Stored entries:
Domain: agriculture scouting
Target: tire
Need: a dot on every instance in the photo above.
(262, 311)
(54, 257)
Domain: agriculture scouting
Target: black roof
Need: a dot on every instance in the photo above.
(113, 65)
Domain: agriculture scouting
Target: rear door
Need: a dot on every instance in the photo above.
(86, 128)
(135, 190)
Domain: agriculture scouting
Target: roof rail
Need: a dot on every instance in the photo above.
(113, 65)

...

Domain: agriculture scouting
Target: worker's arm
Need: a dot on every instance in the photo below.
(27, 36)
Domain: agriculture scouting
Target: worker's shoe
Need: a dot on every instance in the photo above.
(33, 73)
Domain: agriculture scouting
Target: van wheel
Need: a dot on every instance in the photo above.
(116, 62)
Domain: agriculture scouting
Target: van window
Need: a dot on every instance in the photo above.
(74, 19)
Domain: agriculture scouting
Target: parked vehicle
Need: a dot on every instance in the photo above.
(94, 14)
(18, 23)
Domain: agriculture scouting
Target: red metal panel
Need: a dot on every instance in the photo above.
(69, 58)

**BRIEF**
Report, from the entries above, each line where "Target" is found.

**RESULT FOR THIS TASK**
Target: tire
Target: black roof
Target: rear door
Target: roof rail
Target: worker's arm
Target: worker's shoe
Target: van wheel
Target: van window
Target: parked vehicle
Target: red metal panel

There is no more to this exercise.